» **Requisitos das tarefas**:
- 1) Liste todas as quantidades do trecho citado abaixo que vêm com a palavra "milhões" ou "bilhões".
- 2) Copie do trecho citado abaixo tudo o que vai de "Dados fornecidos pela" até "R$ 86 bilhões.", trocando "ingressos" por "entradas".

---- Trecho citado

Dados fornecidos pela empresa mostram que o site para venda de ingressos registra atualmente 2 milhões de acessos únicos por mês e a companhia vende 250 milhões de ingressos por ano em todo mundo - 6 milhões apenas no Brasil. Acompanhando o momento positivo desse mercado.

De acordo com levantamento da Associação Brasileira dos Promotores de Eventos (Abrape), entre janeiro e outubro de 2023, o setor de eventos e cultura teve crescimento acumulado de 46,6%, com consumo que movimentou R$ 96,7 bilhões. Resultado de 12,5% superior ao mesmo período de 2022, de R$ 86 bilhões.

Em entrevista à EXAME, Reis conta que, além de fatores operacionais, o desempenho da Eventim no país avança na esteira de profundas mudanças que o setor de shows e eventos culturais tem passado por aqui e que vieram para ficar. Confira:

Como a Eventim encarou as restrições causadas pela pandemia?

--------
---- Dados fornecidos

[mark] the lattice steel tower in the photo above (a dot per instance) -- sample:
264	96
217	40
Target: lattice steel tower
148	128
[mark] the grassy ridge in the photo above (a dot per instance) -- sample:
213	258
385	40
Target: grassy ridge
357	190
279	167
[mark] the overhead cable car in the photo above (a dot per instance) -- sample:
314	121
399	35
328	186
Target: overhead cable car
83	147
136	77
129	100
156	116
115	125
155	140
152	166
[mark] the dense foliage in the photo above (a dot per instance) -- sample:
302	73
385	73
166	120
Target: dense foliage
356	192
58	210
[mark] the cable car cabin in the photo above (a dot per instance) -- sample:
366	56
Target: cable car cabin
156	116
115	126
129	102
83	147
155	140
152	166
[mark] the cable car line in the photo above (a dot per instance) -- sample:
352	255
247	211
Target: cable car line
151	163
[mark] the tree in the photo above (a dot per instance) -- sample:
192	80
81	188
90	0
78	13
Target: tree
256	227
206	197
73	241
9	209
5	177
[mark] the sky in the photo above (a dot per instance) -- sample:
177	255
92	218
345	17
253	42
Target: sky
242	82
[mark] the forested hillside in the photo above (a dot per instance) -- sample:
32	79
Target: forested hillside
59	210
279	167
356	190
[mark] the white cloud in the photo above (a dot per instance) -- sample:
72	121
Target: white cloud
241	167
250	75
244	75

--------
---- Dados fornecidos

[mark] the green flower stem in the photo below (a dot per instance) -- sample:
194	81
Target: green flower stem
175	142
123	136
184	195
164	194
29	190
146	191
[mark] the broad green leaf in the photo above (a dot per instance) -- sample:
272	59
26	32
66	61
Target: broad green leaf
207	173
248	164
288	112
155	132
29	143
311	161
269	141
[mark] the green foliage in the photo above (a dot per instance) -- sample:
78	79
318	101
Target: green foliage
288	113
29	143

--------
---- Dados fornecidos

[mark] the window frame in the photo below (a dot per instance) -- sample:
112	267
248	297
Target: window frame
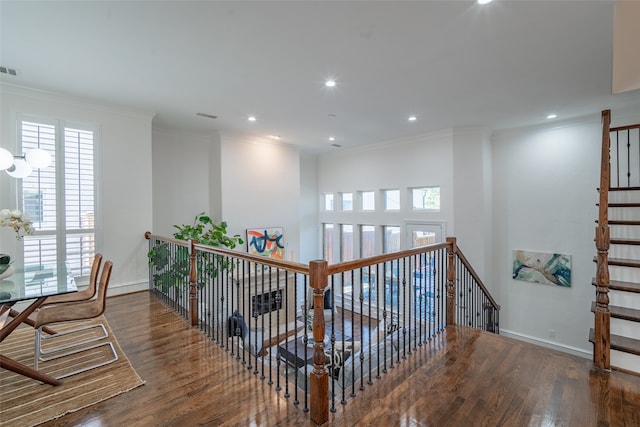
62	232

--------

» **Respostas escritas**:
- 1)
- 2 milhões (acessos únicos por mês)
- 250 milhões (ingressos por ano em todo mundo)
- 6 milhões (ingressos apenas no Brasil)
- R$ 96,7 bilhões (consumo no setor de eventos e cultura)
- R$ 86 bilhões (mesmo período de 2022)

- 2)
Dados fornecidos pela empresa mostram que o site para venda de entradas registra atualmente 2 milhões de acessos únicos por mês e a companhia vende 250 milhões de entradas por ano em todo mundo - 6 milhões apenas no Brasil. Acompanhando o momento positivo desse mercado.

De acordo com levantamento da Associação Brasileira dos Promotores de Eventos (Abrape), entre janeiro e outubro de 2023, o setor de eventos e cultura teve crescimento acumulado de 46,6%, com consumo que movimentou R$ 96,7 bilhões. Resultado de 12,5% superior ao mesmo período de 2022, de R$ 86 bilhões.